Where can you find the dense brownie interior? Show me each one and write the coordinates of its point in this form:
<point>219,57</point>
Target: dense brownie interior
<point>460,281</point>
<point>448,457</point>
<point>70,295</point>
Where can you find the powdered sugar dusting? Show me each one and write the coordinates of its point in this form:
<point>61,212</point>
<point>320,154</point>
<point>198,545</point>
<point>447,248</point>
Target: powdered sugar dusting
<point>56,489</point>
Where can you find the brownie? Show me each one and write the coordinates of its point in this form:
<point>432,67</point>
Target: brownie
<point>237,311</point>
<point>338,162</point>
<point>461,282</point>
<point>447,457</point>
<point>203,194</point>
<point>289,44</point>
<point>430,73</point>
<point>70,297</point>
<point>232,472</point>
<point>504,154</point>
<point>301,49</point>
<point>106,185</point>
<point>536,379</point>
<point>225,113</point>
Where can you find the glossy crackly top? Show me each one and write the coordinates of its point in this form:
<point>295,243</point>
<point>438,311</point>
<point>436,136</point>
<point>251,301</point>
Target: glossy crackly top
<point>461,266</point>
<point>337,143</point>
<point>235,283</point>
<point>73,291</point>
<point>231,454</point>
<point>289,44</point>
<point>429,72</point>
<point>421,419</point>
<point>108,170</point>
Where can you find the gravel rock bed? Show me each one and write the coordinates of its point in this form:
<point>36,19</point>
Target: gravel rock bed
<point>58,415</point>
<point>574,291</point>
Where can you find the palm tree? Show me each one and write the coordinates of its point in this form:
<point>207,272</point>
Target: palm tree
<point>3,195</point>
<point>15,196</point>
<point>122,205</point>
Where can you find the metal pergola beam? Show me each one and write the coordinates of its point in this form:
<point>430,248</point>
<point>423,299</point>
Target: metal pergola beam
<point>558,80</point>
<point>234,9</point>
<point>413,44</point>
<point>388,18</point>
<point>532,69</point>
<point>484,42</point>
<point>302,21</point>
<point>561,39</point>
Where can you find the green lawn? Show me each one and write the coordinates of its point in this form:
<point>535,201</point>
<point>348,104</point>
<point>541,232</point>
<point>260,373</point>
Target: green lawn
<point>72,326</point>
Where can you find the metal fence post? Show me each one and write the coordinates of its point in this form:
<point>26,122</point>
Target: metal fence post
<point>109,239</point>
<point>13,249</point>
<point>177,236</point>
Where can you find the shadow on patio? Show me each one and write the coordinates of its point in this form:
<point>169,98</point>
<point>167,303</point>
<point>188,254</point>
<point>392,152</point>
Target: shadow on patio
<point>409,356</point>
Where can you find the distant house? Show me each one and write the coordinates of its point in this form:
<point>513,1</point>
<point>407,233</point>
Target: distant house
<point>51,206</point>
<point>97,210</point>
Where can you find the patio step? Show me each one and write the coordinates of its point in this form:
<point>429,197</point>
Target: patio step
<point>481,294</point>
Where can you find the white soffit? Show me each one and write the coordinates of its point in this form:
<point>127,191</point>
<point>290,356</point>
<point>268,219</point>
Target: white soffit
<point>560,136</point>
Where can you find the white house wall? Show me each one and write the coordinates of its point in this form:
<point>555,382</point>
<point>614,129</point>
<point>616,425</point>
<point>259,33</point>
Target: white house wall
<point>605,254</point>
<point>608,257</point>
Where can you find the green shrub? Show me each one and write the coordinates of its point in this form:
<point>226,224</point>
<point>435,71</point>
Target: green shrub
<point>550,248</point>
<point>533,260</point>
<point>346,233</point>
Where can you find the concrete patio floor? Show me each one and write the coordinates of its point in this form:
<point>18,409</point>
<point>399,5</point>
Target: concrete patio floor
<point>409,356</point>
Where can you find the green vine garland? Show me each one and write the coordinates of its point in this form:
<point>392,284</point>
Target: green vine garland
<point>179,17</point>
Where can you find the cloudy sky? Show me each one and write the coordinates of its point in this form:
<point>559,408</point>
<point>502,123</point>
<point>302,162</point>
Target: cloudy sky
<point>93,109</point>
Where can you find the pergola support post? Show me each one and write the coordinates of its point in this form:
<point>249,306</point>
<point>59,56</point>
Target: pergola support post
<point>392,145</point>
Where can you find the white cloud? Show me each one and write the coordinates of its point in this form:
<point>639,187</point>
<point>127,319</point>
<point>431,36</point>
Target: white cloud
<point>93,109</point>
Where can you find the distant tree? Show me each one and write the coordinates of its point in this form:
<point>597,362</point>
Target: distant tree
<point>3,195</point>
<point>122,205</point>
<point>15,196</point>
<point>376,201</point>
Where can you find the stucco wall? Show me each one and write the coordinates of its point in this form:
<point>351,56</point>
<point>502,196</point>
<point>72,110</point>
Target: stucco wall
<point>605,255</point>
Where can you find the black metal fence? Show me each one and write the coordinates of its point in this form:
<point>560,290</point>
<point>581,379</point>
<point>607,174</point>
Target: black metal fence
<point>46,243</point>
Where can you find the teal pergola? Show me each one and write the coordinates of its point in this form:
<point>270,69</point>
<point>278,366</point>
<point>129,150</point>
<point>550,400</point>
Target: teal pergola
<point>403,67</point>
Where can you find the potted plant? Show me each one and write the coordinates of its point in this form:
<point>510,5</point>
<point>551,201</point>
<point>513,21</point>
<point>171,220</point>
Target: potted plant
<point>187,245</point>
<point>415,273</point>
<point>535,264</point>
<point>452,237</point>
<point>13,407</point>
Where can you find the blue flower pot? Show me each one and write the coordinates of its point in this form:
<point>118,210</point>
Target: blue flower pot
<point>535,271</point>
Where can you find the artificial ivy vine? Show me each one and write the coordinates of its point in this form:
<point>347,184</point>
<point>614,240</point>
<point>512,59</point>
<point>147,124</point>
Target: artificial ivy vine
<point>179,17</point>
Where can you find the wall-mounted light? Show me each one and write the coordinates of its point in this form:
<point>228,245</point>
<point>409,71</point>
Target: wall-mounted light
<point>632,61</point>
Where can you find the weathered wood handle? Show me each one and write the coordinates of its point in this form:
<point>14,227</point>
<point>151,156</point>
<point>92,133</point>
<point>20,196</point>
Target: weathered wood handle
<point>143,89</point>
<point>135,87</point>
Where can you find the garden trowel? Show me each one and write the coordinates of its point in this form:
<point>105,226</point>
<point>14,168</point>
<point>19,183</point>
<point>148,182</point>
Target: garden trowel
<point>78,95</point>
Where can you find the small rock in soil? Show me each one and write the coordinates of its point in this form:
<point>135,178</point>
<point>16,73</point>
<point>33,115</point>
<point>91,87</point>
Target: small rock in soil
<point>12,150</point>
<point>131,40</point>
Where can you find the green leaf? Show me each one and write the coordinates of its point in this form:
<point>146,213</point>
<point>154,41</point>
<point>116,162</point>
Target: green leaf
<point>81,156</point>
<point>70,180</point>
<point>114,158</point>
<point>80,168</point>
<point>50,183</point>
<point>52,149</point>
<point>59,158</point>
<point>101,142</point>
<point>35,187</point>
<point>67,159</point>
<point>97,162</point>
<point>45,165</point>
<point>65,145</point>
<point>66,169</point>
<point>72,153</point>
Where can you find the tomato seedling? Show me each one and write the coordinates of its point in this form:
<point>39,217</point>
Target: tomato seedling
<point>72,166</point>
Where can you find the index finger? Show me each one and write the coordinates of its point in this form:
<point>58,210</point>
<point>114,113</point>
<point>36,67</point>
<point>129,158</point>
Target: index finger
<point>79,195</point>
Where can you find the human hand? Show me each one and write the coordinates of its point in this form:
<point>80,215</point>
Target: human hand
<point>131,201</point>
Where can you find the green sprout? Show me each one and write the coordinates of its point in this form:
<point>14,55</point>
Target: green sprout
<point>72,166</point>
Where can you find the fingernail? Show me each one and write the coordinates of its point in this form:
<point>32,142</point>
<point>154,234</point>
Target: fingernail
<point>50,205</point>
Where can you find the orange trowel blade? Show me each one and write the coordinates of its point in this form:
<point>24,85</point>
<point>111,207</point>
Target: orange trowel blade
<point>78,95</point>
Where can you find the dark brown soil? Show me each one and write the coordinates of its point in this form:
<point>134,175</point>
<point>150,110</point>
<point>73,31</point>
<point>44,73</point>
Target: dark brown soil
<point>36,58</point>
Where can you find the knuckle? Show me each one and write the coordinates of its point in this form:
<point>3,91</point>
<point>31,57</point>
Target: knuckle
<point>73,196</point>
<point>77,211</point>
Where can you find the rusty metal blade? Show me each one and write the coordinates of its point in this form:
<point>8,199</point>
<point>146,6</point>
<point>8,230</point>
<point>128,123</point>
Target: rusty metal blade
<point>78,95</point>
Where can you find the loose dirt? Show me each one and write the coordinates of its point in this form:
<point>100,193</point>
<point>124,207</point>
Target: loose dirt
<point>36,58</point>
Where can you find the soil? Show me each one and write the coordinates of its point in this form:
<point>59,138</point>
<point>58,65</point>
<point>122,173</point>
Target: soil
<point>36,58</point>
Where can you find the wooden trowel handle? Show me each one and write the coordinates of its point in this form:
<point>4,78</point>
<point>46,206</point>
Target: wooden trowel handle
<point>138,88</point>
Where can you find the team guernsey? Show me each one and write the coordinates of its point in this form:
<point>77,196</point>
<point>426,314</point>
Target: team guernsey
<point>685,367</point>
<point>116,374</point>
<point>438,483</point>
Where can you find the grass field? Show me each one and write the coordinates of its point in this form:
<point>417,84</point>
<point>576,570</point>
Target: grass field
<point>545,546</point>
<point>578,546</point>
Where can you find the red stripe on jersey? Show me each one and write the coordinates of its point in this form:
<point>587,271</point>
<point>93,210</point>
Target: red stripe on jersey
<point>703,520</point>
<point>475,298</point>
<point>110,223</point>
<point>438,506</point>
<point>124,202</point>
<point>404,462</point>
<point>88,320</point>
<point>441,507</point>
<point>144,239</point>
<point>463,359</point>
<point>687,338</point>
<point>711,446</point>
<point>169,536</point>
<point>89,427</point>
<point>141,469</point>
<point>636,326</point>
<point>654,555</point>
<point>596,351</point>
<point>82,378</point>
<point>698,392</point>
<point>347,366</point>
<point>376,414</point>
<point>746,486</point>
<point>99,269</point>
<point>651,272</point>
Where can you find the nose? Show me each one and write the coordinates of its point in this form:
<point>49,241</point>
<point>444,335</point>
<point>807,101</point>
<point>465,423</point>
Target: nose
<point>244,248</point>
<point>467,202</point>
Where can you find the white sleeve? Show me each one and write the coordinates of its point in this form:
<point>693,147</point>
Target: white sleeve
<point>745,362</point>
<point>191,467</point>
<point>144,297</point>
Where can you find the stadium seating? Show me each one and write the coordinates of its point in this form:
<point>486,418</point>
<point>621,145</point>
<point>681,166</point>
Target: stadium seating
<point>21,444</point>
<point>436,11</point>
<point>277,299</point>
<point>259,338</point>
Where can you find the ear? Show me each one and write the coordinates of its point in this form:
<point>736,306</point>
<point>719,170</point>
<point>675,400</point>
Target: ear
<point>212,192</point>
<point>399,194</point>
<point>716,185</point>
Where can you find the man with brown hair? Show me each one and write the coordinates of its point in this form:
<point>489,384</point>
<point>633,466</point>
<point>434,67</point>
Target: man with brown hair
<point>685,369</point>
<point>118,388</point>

______________________________

-- TASK TO CARRY OUT --
Extract, please, the lines from the start of the entries above through the one with "<point>198,545</point>", both included, reproducing each exactly and adding nothing.

-- OUTPUT OF THE TASK --
Where can you find the dense brownie interior? Show me each one and write the coordinates of its point in this form:
<point>219,57</point>
Target: dense brownie interior
<point>460,281</point>
<point>448,457</point>
<point>70,295</point>
Where can you find the powdered sugar dusting? Show me each one and write the coordinates of its point in this form:
<point>61,212</point>
<point>320,154</point>
<point>198,545</point>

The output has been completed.